> EXERCISE INSTRUCTIONS
(a) From the Yanfu Temple article, reproduce the passage starting at "Yanfu Temple or" and ending at "Song dynasty (1127–1279).", substituting "Main Hall" for every "Mahavira Hall".
(b) Convert the paragraph of the Yanfu Temple article that begins "Along the central axis" into a short list that keeps its main facts.

> EXCERPT TO READ
** begin **

Yanfu Temple or Yanfu Chan Temple () is a Buddhist temple located in Wuyi County, Zhejiang, China. The Mahavira Hall is the earliest Yuan dynasty (1271–1368) architecture and one of the three Yuan dynasty wooden architecture in Jiangnan.

History
The temple was originally built in 937 in the Later Jin dynasty (936–947) with the name of "Futian Temple" () and was renamed "Yanfu Temple" () by Emperor Guangzong in the Southern Song dynasty (1127–1279).

During the Republic of China, Liang Sicheng and Lin Huiyin investigated the temple and made a detailed record of the Mahavira Hall.

After the establishment of the Communist State, the temple was used as a pigsty.

Yanfu Temple was added to Zhejiang Provincial Cultural Heritage List in 1960. In November 1996, it was listed among the fourth group of "Major National Historical and Cultural Sites in Zhejiang" by the State Council of China.

A modern restoration of the entire temple complex was carried out at the end of 2014 and was completed in December 2016.

Architecture
Along the central axis of the temple stand four buildings including the Shanmen, Hall of Four Heavenly Kings, Mahavira Hall and Hall of Guanyin. Subsidiary structures were built on both sides of the central axis including the Bell tower, Drum tower, and Free Life Pond.

** end **

> PROVIDED DATA
** begin **

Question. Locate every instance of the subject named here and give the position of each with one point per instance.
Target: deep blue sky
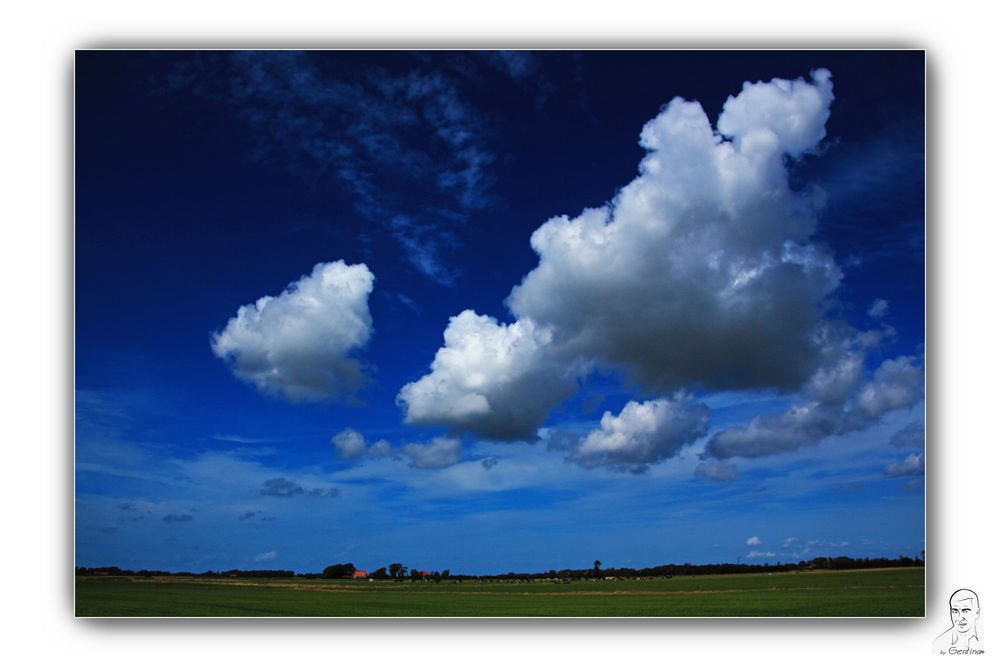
(206, 180)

** end **

> ANSWER SET
(a)
Yanfu Temple or Yanfu Chan Temple () is a Buddhist temple located in Wuyi County, Zhejiang, China. The Main Hall is the earliest Yuan dynasty (1271–1368) architecture and one of the three Yuan dynasty wooden architecture in Jiangnan.

History
The temple was originally built in 937 in the Later Jin dynasty (936–947) with the name of "Futian Temple" () and was renamed "Yanfu Temple" () by Emperor Guangzong in the Southern Song dynasty (1127–1279).

(b)
- Central axis (four buildings): Shanmen, Hall of Four Heavenly Kings, Mahavira Hall, Hall of Guanyin
- Subsidiary structures on both sides of the axis: Bell tower, Drum tower, Free Life Pond